▸ **Work instructions**
Extract every line of the data below that contains the string "query".

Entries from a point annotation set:
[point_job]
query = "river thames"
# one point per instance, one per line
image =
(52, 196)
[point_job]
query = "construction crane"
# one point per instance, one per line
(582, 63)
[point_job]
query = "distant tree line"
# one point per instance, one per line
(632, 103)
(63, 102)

▸ **Exercise response**
query = "river thames"
query = "construction crane"
query = "distant tree line"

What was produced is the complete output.